==== Data to use ====
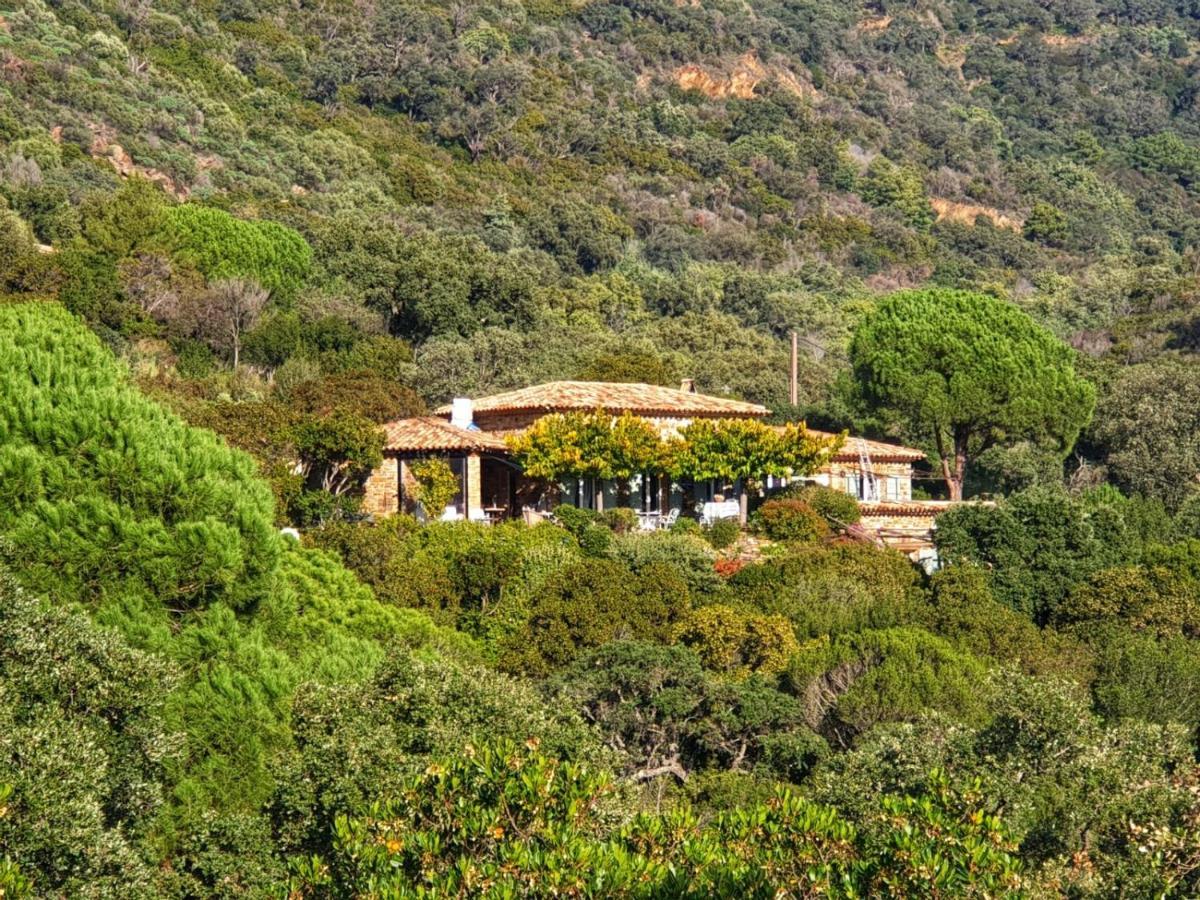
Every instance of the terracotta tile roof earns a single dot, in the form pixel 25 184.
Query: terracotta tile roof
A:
pixel 916 509
pixel 429 432
pixel 877 450
pixel 647 399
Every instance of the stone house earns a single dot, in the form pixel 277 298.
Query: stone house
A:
pixel 471 436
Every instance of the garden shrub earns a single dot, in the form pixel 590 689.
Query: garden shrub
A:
pixel 664 713
pixel 738 643
pixel 833 588
pixel 685 526
pixel 837 508
pixel 723 533
pixel 621 520
pixel 510 816
pixel 790 521
pixel 575 519
pixel 436 486
pixel 688 556
pixel 853 682
pixel 591 603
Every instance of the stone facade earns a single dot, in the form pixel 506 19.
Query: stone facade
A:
pixel 381 493
pixel 894 479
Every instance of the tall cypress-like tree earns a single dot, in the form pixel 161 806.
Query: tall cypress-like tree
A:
pixel 969 372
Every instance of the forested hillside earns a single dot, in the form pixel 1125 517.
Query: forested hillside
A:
pixel 238 235
pixel 525 191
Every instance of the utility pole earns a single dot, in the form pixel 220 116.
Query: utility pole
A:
pixel 795 395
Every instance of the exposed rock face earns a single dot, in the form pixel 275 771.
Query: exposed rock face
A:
pixel 741 81
pixel 103 148
pixel 967 213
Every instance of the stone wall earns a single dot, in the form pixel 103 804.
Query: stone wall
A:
pixel 838 472
pixel 381 493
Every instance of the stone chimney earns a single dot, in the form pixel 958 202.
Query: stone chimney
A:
pixel 462 413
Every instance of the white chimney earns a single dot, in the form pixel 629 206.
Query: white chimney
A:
pixel 462 412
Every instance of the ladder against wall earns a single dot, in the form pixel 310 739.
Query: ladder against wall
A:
pixel 870 484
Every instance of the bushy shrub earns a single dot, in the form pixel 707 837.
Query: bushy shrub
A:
pixel 790 521
pixel 83 747
pixel 575 519
pixel 510 816
pixel 833 588
pixel 153 509
pixel 436 485
pixel 837 508
pixel 355 741
pixel 591 603
pixel 738 643
pixel 621 520
pixel 689 557
pixel 723 533
pixel 857 681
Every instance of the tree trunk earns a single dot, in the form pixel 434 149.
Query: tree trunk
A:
pixel 960 466
pixel 953 474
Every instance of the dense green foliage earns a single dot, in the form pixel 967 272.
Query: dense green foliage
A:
pixel 289 223
pixel 967 371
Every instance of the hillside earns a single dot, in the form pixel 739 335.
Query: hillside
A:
pixel 552 190
pixel 237 237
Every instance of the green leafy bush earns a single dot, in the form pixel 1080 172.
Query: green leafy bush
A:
pixel 436 485
pixel 837 508
pixel 510 817
pixel 723 533
pixel 587 604
pixel 737 643
pixel 790 521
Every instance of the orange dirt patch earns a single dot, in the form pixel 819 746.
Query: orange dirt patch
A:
pixel 103 148
pixel 741 82
pixel 967 213
pixel 874 25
====
Your goal: Above are entries; state the number of lines among them that contain "like", and nothing else.

Solution: 2